(RECORDS):
══════════

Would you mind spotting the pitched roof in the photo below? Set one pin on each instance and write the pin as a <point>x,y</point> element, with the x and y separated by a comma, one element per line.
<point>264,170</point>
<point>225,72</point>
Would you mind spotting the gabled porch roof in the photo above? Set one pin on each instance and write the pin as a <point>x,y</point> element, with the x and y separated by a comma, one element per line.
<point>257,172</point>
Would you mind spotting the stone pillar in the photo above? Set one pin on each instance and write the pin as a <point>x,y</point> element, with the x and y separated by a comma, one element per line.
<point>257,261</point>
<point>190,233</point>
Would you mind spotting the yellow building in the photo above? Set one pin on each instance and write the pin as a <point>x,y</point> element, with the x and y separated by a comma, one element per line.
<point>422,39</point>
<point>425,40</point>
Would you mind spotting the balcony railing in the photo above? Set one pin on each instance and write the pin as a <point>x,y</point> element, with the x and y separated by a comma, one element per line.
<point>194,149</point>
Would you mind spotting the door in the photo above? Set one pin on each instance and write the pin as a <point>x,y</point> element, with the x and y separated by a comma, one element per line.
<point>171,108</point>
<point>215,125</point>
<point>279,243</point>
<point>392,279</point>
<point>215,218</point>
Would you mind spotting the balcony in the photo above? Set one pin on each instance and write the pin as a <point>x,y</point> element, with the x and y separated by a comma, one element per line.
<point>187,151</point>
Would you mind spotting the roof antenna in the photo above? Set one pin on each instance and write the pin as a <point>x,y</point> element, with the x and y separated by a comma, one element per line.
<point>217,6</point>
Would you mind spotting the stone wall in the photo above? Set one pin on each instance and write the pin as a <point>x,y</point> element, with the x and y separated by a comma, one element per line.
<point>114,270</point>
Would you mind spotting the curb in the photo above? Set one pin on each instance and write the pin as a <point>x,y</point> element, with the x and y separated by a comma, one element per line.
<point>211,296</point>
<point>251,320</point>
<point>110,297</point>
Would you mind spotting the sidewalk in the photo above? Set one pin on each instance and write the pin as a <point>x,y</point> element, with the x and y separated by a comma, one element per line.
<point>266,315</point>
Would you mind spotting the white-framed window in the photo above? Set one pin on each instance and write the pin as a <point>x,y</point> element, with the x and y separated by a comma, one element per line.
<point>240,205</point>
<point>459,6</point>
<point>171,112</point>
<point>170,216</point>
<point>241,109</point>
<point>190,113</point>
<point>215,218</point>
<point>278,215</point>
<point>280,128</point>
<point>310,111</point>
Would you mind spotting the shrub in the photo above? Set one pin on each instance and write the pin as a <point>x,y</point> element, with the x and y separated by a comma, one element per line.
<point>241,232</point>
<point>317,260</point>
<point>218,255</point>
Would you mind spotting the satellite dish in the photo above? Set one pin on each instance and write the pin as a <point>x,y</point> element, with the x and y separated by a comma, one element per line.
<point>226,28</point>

══════════

(EXERCISE TASK):
Restate the whole listing exactly, leaving out nothing.

(FULL ANSWER):
Would you mind spotting the pitched roof in the photo below? Set one pin on each instance and write the pin as a <point>x,y</point> element, with the x and y separated by a comma, one element per line.
<point>264,170</point>
<point>225,72</point>
Would you mind spotting the gabled porch roof in the photo above? Set one pin on each instance and write the pin as a <point>x,y</point> element, with the x and y separated by a comma, one element per line.
<point>257,172</point>
Would you mind spotting the stone pillar in the photo above? Set one pin on each instance and write the pin as a <point>x,y</point> element, with the x and y separated by a comma, one element per line.
<point>257,261</point>
<point>190,233</point>
Would you mind spotting the yellow building in the photo above? Set one pin on each instance and write the pin as a <point>x,y</point> element, with the x and y separated by a comma, one element per line.
<point>422,39</point>
<point>425,40</point>
Would you mind spotting the balcony railing in the photo above? Set one pin on each instance and write the pin as a <point>x,y</point> element, with the x and y separated by a comma, one element per line.
<point>194,149</point>
Would you mind spotting the door in the photo above? Set one pin on each instance and write the pin as a <point>x,y</point> element, with the x and y separated by a comma, one element per line.
<point>171,108</point>
<point>215,125</point>
<point>279,243</point>
<point>392,279</point>
<point>215,218</point>
Would you mind spotting the balcony in the photo above? Set one pin on each instance and write the pin as a <point>x,y</point> element, with the x and y separated by a comma, one element per line.
<point>187,151</point>
Would you mind spotting the roof antenna in the photo above? Set one pin on each instance and write the pin as a <point>x,y</point> element, with the x and y separated by a comma, one element per line.
<point>217,6</point>
Would you mind spotting the stone wall in the photo above? Set one pin on each instance and write the pin as a <point>x,y</point> element, with the x and y separated by a comma, one element per line.
<point>114,270</point>
Would you mind spotting the curb in the photo above? Set one pin on each instance and write the pin as a <point>x,y</point> element, with the x and y separated by a comma, one element per line.
<point>211,296</point>
<point>251,320</point>
<point>110,297</point>
Would you mind spotting the sidewalk in the photo above? Set one pin on each instance and write the pin as a <point>x,y</point> element, with the x and y separated by a comma, one element per line.
<point>266,315</point>
Would you mind spotting the white-framed window in the photo above? Set one pin on each instance and write the pin as a <point>x,y</point> element, with the x and y separated by a comma, one element per line.
<point>240,205</point>
<point>459,6</point>
<point>171,112</point>
<point>170,216</point>
<point>241,109</point>
<point>190,113</point>
<point>215,218</point>
<point>278,215</point>
<point>280,128</point>
<point>310,111</point>
Would you mind spotting the shrub in the photo above? Set one pin on each instance and write the pin as a <point>x,y</point> element, with the x and y separated by a comma, one element per line.
<point>241,232</point>
<point>317,260</point>
<point>218,255</point>
Would you mind spotting the satellite dish in the photo above? Set one pin on each instance and write the pin as a <point>x,y</point> element, with the x and y separated by a comma, one element per line.
<point>226,28</point>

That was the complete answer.